● Instructions to follow
Return, exactly as written, all lines from the line containing "Could you point to the man" to the end of the entries below, with both ends included.

● Exercise inputs
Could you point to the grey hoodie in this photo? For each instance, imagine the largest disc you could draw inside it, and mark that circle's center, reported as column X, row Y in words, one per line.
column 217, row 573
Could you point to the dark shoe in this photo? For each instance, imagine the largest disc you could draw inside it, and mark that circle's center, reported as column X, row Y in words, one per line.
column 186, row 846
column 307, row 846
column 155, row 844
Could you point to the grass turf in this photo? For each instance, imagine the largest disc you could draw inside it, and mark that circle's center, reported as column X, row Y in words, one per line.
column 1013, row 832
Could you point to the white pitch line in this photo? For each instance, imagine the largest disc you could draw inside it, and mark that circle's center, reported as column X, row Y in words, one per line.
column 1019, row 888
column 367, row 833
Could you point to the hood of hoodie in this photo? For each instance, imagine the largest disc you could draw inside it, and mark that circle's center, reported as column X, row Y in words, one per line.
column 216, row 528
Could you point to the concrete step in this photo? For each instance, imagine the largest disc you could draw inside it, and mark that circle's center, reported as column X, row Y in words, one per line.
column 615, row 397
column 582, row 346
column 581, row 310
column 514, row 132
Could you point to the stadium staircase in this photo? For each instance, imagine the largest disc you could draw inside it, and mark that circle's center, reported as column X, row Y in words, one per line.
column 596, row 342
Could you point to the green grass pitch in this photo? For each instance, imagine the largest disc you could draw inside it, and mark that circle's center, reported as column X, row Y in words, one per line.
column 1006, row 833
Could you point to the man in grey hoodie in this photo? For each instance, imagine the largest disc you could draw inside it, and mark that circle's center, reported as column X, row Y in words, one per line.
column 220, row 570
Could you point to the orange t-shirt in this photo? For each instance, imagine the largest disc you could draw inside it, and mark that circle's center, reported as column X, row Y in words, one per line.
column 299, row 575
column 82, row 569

● Task response
Could you point to the man in grey hoodie in this photo? For each instance, imagine the largest disc you could draw inside it, and mark that circle's center, reported as column X, row Y in words, one per line.
column 220, row 570
Could you point to the orange t-shirt in this photo? For each instance, imagine the largest disc you could draw inside it, and mark that circle's center, reported as column X, row Y in words, one per line.
column 299, row 575
column 82, row 569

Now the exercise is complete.